Your goal: Reproduce every entry below exactly, minus the pictures.

Data entries:
Content starts

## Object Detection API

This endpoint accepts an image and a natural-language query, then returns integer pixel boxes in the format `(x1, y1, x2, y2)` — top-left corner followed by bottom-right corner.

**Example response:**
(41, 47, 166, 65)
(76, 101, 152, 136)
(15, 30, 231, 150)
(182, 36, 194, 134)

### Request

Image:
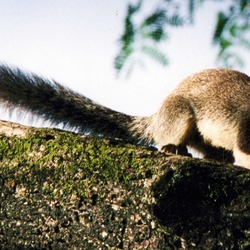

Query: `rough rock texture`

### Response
(0, 121, 249, 249)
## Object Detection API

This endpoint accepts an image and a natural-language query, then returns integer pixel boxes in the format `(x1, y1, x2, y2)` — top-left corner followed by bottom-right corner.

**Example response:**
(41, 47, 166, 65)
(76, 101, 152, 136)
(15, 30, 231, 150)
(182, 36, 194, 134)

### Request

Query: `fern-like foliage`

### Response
(213, 0, 250, 68)
(115, 0, 250, 76)
(114, 0, 184, 75)
(114, 1, 142, 72)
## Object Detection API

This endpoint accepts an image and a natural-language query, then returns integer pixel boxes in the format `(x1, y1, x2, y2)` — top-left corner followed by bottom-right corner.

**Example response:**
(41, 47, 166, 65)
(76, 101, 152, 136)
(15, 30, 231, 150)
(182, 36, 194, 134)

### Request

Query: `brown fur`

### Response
(0, 66, 250, 169)
(131, 68, 250, 169)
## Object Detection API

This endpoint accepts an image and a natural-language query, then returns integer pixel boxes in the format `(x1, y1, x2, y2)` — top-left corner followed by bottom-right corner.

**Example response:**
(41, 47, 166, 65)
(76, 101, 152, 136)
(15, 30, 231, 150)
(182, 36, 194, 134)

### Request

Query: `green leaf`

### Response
(217, 39, 233, 57)
(141, 10, 167, 42)
(240, 0, 248, 12)
(167, 13, 184, 26)
(229, 24, 238, 37)
(220, 39, 233, 50)
(213, 12, 229, 44)
(114, 1, 142, 72)
(142, 10, 167, 27)
(188, 0, 195, 22)
(128, 0, 142, 15)
(142, 26, 167, 41)
(114, 49, 133, 71)
(141, 45, 168, 66)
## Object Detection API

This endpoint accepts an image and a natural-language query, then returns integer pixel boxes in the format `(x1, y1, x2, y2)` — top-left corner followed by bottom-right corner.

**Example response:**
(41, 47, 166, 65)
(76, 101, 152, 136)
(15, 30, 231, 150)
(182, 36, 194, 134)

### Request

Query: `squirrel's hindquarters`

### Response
(133, 95, 196, 148)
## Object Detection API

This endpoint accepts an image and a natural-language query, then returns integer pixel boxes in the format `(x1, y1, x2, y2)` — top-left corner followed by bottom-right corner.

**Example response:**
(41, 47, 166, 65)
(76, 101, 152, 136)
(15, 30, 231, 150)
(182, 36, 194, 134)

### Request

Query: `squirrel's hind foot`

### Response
(161, 144, 192, 157)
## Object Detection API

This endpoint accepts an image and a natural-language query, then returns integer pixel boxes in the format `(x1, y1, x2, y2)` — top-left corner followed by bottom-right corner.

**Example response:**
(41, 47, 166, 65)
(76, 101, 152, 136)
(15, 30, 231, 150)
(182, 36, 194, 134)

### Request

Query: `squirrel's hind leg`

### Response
(233, 117, 250, 169)
(161, 144, 192, 157)
(197, 144, 234, 163)
(188, 129, 235, 163)
(153, 95, 195, 157)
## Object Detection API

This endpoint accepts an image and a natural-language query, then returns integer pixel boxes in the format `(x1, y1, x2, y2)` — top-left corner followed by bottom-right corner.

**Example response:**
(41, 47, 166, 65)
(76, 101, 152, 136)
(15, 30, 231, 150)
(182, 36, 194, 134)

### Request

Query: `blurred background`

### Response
(0, 0, 249, 126)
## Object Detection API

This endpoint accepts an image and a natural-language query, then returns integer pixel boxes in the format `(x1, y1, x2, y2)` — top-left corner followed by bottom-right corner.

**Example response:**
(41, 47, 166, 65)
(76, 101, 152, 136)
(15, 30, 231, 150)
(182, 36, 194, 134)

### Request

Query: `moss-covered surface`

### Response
(0, 127, 249, 249)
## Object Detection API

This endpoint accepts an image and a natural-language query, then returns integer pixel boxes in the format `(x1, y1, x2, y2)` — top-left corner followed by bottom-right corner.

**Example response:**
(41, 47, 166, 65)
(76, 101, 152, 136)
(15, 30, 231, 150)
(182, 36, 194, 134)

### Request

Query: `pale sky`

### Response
(0, 0, 249, 126)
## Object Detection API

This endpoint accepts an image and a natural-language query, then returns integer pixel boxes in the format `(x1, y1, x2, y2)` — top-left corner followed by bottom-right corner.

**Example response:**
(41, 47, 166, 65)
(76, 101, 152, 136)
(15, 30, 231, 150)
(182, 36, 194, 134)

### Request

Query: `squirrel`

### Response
(0, 64, 249, 169)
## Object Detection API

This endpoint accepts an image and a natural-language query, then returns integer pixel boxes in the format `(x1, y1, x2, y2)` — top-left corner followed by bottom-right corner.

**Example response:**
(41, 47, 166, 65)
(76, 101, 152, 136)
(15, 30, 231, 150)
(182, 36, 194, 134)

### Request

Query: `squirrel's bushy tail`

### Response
(0, 65, 150, 143)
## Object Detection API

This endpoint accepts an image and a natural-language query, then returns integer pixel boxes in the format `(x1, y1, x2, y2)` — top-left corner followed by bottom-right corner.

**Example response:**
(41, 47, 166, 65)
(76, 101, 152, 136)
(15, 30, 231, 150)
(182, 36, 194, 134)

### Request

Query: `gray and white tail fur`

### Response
(0, 65, 151, 144)
(1, 64, 250, 169)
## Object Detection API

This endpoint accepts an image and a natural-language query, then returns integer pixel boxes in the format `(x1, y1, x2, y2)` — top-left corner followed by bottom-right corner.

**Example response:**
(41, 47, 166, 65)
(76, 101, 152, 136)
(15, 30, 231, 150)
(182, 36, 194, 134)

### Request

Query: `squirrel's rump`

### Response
(0, 65, 250, 169)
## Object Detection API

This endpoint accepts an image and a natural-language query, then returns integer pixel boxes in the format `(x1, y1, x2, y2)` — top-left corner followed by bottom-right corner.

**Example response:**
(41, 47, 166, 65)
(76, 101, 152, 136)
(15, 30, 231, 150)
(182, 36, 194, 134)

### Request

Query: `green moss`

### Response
(1, 130, 149, 164)
(0, 127, 249, 249)
(0, 128, 167, 206)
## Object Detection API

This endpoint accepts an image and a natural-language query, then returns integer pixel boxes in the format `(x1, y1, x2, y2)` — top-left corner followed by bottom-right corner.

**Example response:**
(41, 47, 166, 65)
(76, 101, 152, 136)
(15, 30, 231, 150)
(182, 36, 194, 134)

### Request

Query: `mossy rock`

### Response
(0, 125, 249, 249)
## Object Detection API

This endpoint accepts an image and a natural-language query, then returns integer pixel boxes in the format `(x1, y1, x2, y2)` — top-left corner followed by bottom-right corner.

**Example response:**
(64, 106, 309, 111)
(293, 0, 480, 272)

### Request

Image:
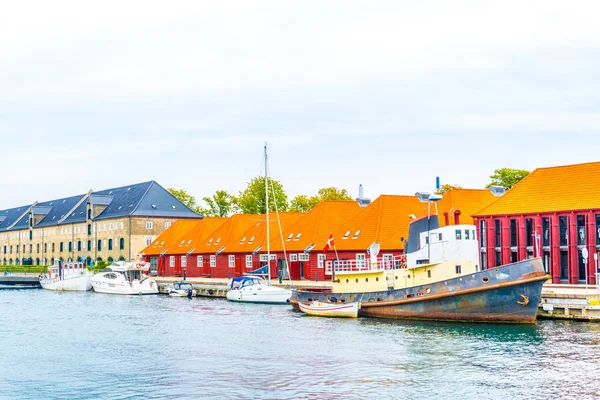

Content ends

Task response:
## Object Detection API

This endpoint accepts an image and a natural-language query, then returns integer pixel boxes in the format `(x1, y1, x2, y2)` — top-left corner followed by bottom-right corner.

**Example response:**
(41, 47, 166, 65)
(76, 101, 152, 136)
(15, 30, 231, 150)
(182, 36, 194, 134)

### Request

Image:

Query: `rough rock texture`

### Response
(0, 121, 249, 249)
## Object Detection API

This endpoint accepts an image and a natural-language query, then returns integer pixel boxes in the format `(x1, y1, x2, y2)` — top-left corner followed by bottom-right corner.

**Example response:**
(41, 47, 166, 65)
(76, 101, 152, 136)
(15, 30, 231, 150)
(182, 36, 194, 134)

### Request

Query: `fern-like foliage`

### Response
(213, 0, 250, 68)
(115, 0, 250, 76)
(114, 0, 184, 75)
(114, 1, 142, 72)
## Object Detection API

This endpoint accepts an image and a natural-language query, then returns integer pixel boxes in the format `(x1, y1, x2, y2)` — top-left corner followed by bottom-right corner.

**Example response:**
(41, 47, 166, 65)
(76, 101, 152, 136)
(15, 30, 231, 150)
(182, 36, 194, 134)

### Request

Query: `brown fur`

### Response
(0, 66, 250, 169)
(131, 68, 250, 169)
## Object Detection API

This endpoint accepts an image and a natural-language query, then returns integer pixel boxes in the format `(x1, y1, x2, y2)` — top-left corner followed by bottom-right corner.

**Example response:**
(41, 47, 166, 65)
(76, 101, 152, 136)
(15, 30, 231, 150)
(182, 36, 194, 134)

### Request

Query: `green leaf`

### Response
(217, 39, 233, 57)
(141, 10, 167, 42)
(240, 0, 248, 12)
(167, 13, 184, 26)
(229, 24, 238, 37)
(220, 39, 233, 50)
(213, 12, 229, 44)
(114, 1, 142, 72)
(142, 10, 167, 27)
(188, 0, 195, 22)
(128, 0, 142, 15)
(142, 26, 167, 41)
(114, 49, 133, 71)
(141, 45, 168, 66)
## Object Detection API

This endpoint accepts an image and a natural-language query, then returns integer pixel boxes in the format `(x1, y1, x2, y2)` — top-left corner followed by bottom-right corner.

**Example response:**
(41, 47, 166, 65)
(76, 101, 152, 136)
(15, 30, 231, 150)
(182, 36, 194, 134)

### Request

Query: `squirrel's hindquarters`

### Response
(133, 95, 196, 148)
## Object Detection API

This endpoint accepts an image and a natural-language query, then returns integer pixel boxes in the format `(x1, y1, x2, y2)` — top-left corner followed by bottom-right corner.

**Example response:**
(41, 47, 166, 65)
(76, 101, 152, 136)
(15, 30, 231, 150)
(182, 36, 194, 134)

### Request

Query: `squirrel's hind foot`

### Response
(161, 144, 192, 157)
## Object Detection API

This endpoint accepts an image and a natural-language query, then returns integer pixel boxes in the format `(x1, y1, x2, y2)` — top-left corner followed by bottom-right corner.

**Example response:**
(41, 47, 166, 65)
(76, 101, 152, 136)
(15, 30, 231, 150)
(182, 36, 194, 134)

### Request

Query: `squirrel's hind leg`

### Response
(233, 117, 250, 169)
(161, 144, 192, 157)
(197, 144, 234, 163)
(188, 129, 235, 163)
(153, 95, 195, 157)
## Object Detection API

This endpoint accepts an image and a natural-language query, then returns integer pixel boxes in the format `(x1, y1, x2, y2)` — top-left corner followed by bottom-right corner.

**Example response:**
(41, 47, 166, 65)
(76, 101, 152, 136)
(15, 30, 231, 150)
(182, 36, 194, 134)

### Request

Query: `blurred background`

### Response
(0, 0, 249, 126)
## Object Detection API

This endpoint accepts an image and a natural-language query, then returns integer pixel boxes in the format `(x1, y1, x2, y2)` — top-left corner followed by bottom-right corner.

**Example response:**
(41, 47, 166, 65)
(76, 101, 152, 136)
(15, 30, 231, 150)
(182, 36, 194, 134)

### Request

Query: `moss-covered surface`

### Response
(0, 127, 249, 249)
## Object Detection API

This endpoint accepts an image and a natural-language query, then returns integer pixel boxes in the format `(x1, y1, x2, y2)` — top-left corner followed by bottom-right corner.

**Example response:**
(41, 47, 166, 65)
(76, 101, 152, 136)
(15, 30, 231, 150)
(182, 36, 194, 134)

### Request

Query: `pale sky`

### Response
(0, 0, 249, 126)
## Object Detection API

This endpoint accepts an image and a natural-language query, then returns integer pixel boxes in the format `(x1, y1, x2, y2)` — top-left corner followed by bottom-right corner.

**Example response:**
(41, 47, 166, 65)
(76, 101, 152, 136)
(15, 30, 231, 150)
(182, 36, 194, 134)

### Request

Query: `squirrel`

### Response
(0, 64, 249, 169)
## Object Detection API

This endpoint accepts an image and a natural-language query, then returns integer pixel boxes in the format `(x1, y1, x2, y2)` — top-left corner followed by bottom-right corner.

**Example response:**
(41, 47, 166, 65)
(76, 101, 152, 136)
(15, 30, 231, 150)
(182, 36, 194, 134)

### Request

Query: `squirrel's bushy tail`

### Response
(0, 65, 150, 143)
## Object Detection API

This endpoint accepts an image and a natural-language query, then returns integer pixel boxes in the format `(x1, y1, x2, y2)` — top-left corner followed by bottom-right corner.

**Example response:**
(41, 47, 166, 65)
(76, 101, 152, 136)
(15, 30, 231, 150)
(182, 36, 194, 134)

### Request

Query: `gray and white tail fur`

### Response
(0, 65, 151, 144)
(1, 64, 250, 169)
## Object Detection API

This endpoint accepts an image and a natural-language query, then returns integer pixel boxes in the format `(x1, y1, x2, y2)` — top-left corner followed by bottom-right corner.

**Example response:**
(41, 47, 166, 65)
(76, 101, 152, 136)
(15, 30, 231, 150)
(182, 36, 194, 134)

### Request

Query: `squirrel's rump`

### Response
(0, 65, 250, 169)
## Object Detection API

This endpoint accepts an image and a natural-language query, then returns integer pixel boxes in the format `(x1, y1, x2, y2)` — top-left corner followed by bottom-right corner.

**Example response:**
(41, 47, 166, 65)
(76, 101, 152, 136)
(15, 30, 231, 150)
(182, 36, 194, 134)

### Request

Query: `green moss`

### Response
(1, 130, 149, 164)
(0, 127, 249, 249)
(0, 128, 167, 206)
## Object Detection API

This endpoint accepts an image and a natural-language query, then returns integer pixel boxes in the format `(x1, y1, x2, y2)` — top-left corner followed by bottom-right corner.

**Example response:**
(41, 47, 166, 65)
(76, 101, 152, 136)
(15, 30, 231, 150)
(182, 36, 194, 134)

### Request

Query: `mossy rock`

### Response
(0, 125, 249, 249)
## Object Detection API

This endpoint accepts an image and a natural-language query, then returns integer pixel boxes in the format `(x1, y1, x2, y2)` — top-left corner followed by bottom-right corner.

**Example response:**
(64, 106, 309, 111)
(293, 0, 480, 272)

### Request

Image:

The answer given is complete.